* _Data for the task_:
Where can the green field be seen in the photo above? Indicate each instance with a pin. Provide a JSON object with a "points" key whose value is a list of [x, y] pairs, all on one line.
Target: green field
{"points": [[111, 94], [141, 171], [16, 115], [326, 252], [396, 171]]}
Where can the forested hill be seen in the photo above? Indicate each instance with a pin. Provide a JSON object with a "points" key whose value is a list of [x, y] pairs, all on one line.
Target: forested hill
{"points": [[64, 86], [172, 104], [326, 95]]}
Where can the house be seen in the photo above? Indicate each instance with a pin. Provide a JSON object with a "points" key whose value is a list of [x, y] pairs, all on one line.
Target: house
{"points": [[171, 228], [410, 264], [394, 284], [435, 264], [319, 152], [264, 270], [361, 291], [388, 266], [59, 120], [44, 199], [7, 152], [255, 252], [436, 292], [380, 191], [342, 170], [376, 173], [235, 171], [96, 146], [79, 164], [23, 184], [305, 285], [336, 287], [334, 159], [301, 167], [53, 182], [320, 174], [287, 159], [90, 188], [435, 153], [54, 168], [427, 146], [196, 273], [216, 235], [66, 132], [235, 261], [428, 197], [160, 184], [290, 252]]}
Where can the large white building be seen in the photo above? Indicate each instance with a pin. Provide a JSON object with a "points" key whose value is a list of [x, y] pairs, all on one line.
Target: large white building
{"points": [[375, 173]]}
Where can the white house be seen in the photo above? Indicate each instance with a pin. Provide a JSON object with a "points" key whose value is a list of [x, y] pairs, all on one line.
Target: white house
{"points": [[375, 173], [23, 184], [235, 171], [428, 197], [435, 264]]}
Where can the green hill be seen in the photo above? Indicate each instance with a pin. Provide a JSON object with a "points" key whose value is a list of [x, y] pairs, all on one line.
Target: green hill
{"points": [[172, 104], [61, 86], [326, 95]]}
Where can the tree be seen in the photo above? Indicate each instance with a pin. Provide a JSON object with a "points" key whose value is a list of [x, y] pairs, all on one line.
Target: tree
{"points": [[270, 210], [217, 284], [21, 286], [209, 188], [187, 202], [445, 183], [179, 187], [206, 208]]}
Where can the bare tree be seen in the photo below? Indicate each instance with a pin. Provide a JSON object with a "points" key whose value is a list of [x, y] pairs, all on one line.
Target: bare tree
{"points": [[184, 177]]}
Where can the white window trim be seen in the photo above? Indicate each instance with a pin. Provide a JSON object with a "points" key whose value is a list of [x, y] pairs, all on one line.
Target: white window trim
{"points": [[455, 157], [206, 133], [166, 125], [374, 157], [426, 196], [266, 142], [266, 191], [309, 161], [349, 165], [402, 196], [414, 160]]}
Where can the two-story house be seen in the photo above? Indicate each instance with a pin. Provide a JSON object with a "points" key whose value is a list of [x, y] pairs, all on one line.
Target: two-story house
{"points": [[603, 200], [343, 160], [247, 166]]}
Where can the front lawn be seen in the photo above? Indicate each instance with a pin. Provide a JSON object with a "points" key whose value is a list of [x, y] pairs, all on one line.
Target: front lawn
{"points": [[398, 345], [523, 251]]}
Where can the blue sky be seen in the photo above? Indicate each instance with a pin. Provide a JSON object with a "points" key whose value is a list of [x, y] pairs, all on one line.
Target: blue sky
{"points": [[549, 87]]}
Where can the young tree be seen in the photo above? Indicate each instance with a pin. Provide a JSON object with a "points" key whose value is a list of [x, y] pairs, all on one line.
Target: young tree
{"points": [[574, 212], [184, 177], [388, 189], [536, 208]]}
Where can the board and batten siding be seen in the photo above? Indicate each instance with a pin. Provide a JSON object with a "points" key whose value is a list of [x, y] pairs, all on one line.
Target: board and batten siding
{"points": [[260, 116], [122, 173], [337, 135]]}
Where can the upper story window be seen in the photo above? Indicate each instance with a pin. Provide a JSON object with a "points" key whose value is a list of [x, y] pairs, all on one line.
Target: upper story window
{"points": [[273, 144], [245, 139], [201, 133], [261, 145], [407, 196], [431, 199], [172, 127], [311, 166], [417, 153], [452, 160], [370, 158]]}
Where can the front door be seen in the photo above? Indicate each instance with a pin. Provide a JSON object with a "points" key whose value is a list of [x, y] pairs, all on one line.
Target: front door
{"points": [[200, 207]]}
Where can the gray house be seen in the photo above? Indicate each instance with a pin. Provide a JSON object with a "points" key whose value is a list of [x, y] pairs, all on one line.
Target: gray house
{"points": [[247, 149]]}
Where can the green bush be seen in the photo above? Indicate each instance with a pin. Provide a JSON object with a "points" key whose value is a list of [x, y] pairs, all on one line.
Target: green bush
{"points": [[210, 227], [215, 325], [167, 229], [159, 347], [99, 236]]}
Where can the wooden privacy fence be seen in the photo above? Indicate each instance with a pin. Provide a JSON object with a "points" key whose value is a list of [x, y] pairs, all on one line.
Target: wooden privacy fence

* _Task statement_: Above are the records. Print exactly, and only, the lines from the line with "Target: forested hill" to the line with "Where can the house", both inclusive.

* _Response to the exercise_:
Target: forested hill
{"points": [[64, 86], [172, 104], [326, 95]]}
Where can the house be seen in the photo above? Indicate each instance with a pin. Provide a JSON object with a "points" key whose value is a list of [x, y] pairs, all on one line.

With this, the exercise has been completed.